Could you repeat, word for word, every line from the one containing "jersey number 38." through the final line of the records below, and nothing else?
═══
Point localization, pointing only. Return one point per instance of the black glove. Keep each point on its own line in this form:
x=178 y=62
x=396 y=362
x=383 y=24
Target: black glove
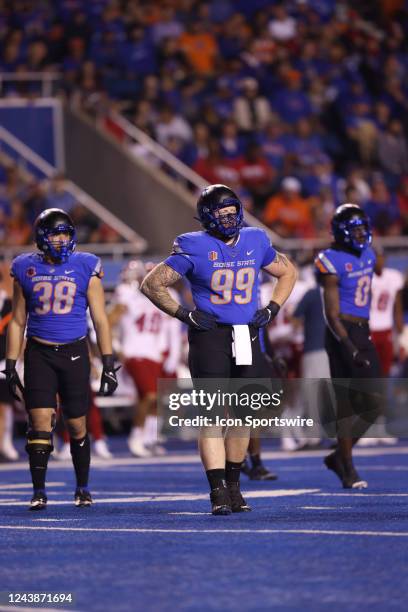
x=265 y=315
x=355 y=354
x=13 y=379
x=109 y=381
x=196 y=318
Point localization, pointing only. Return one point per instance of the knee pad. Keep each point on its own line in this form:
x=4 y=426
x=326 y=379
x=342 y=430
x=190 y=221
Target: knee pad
x=39 y=442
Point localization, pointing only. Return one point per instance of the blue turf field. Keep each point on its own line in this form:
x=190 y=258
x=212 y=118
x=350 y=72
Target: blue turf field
x=149 y=542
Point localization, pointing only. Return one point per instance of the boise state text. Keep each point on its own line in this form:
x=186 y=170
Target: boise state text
x=355 y=273
x=56 y=293
x=223 y=278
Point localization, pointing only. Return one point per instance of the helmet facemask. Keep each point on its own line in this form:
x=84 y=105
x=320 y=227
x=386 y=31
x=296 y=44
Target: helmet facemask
x=227 y=224
x=61 y=250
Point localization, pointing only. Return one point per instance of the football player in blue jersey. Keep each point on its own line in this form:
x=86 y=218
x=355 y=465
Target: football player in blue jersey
x=345 y=271
x=222 y=265
x=52 y=291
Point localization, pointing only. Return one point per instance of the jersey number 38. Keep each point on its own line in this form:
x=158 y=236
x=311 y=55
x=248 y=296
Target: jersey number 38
x=59 y=298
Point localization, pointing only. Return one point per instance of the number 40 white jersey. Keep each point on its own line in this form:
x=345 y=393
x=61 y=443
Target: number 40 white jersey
x=384 y=289
x=141 y=326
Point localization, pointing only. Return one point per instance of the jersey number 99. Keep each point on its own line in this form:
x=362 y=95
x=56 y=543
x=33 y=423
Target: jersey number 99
x=59 y=298
x=222 y=282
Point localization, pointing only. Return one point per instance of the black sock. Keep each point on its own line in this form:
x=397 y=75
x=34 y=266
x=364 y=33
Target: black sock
x=232 y=471
x=256 y=460
x=38 y=469
x=216 y=478
x=81 y=458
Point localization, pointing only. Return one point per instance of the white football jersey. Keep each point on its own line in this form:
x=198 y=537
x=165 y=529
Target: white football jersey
x=141 y=326
x=281 y=328
x=384 y=289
═══
**Result below**
Point localization, pointing only. Return one point per instance of the jersey number 38. Keep each point on its own line in this form:
x=158 y=236
x=311 y=55
x=248 y=296
Target: jersey number 38
x=59 y=298
Point localization, pointing only. Return one point per instance of the number 40 white jersey. Keep each point on its own line in this form:
x=345 y=393
x=61 y=443
Target: number 40 white jersey
x=384 y=289
x=141 y=326
Point localization, pointing only. Return one point per instance of the jersey number 99. Keep each point on its own line in this form:
x=362 y=95
x=56 y=543
x=33 y=423
Target: jersey number 99
x=59 y=298
x=222 y=282
Point localization, pointing only. Return one point per instance of the black sock. Keep each point on its own line in this form:
x=397 y=75
x=34 y=266
x=364 y=33
Target: black sock
x=232 y=471
x=256 y=460
x=38 y=469
x=216 y=478
x=81 y=458
Point localization, pointing only. Return one point per instance of the white football jersey. Keep each point on its own line in this form:
x=198 y=537
x=165 y=529
Target: white football jersey
x=141 y=326
x=281 y=328
x=384 y=289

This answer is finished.